§ What to work on
a. In the kontiki fishing text, where were the old timers the writer spoke to before setting a kontiki for the first time?
b. Extend the kontiki fishing text, picking up after its final sentence.

§ Text shown
start

Kontiki
7th October 2005
..................................Eels and Fishes Ross
Baby kumara looks: 'where the big fishes are'.
I have always liked the idea of fishing using a kontiki, but the first time I ever set one myself was after I talked to some old timers on the beach at Coromandel. The old timers had buses they lived in, and arrived at the beach in convoy. For reasons I don’t understand, people who buy a bus to get away from it all, often do it in a big group.
They had a couple of kontiki’s launched from the middle of the beach. It was around noon on a fine January day, lots of kids playing in the sand. I like to talk to people engaged in activity on the beach, so I resolved to go up and say hello.
They were real friendly people so I assumed they weren’t from my town, Auckland. Over the last five or so years, the culture at our beach and various other holiday spots has been changing as more wealthy Aucklander’s have gobbled up the properties which they could laud and call ‘investments’. I wouldn’t care too much, but they have brought their own manners and expectations with them and some have attempted to convert the beach into another central Auckland suburb. Fences have been erected, as have barriers between people.
I will always say ‘gidday’ to a person on a beach but many of the newcomers can walk by someone on the beach and not even say a word. They will even look away before you pass, under some lousy pretence, so that they don’t have to even make eye contact. I find it irritating and it gnaws at me for a number of reasons, most of them involving the loss of a way of life that I associate strongly with being a ‘kiwi’. If they want to come down here and blight the countryside with their garish new erections they could at least try to be civil to the people who have been here most of their lives.

end

§ Available data

start

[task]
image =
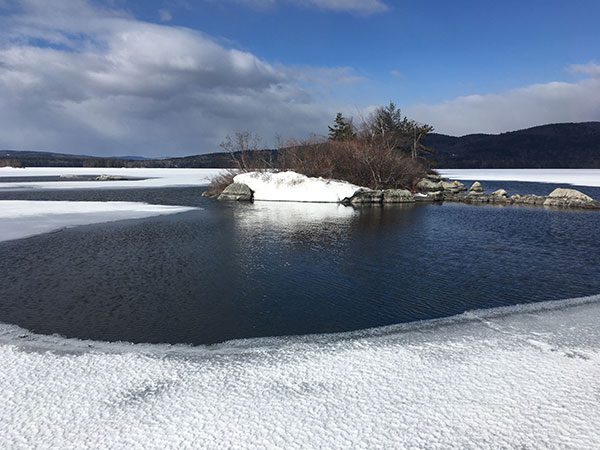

end

§ Answers to the tasks
a. On the beach at Coromandel.

b.
One day a women was walking her dog and complained about my fishing habits on the foreshore. She had a 'mullet' hairdo and earings from the 80’s, for a second there I thought she was the Sunday Star Times food critic Geraldine Johns (also from the 80's) but she managed to be offensive, without once slagging food.
I say ‘walking her dog’ but the thing was such a fluffy runt she carried it in her arms, in case it was mugged by a crab.
As she walked by, obviously frustrated she had to step over my line, she stood on my marvellous grappling wire rocket sinker.
”What the hell! I could of hurt my foot” she said, by way of introduction.
”you shouldn’t be doing that here!”
My pleasant disposition, nurtured by my time on the seashore dissappeared, and I was forced to resort to suppressed saracasm.
“Where should I be doing it? In my lounge in town?”
The cheek of it. I should have yelled at her for standing on my favourite sinker.
She walked away with her stupid miniature trophy dog, cursing under her breath. She would probably call OSH and try and get me shut down.
The bus oldies were more than happy to have a yarn and were pleased when I asked about the Kontiki.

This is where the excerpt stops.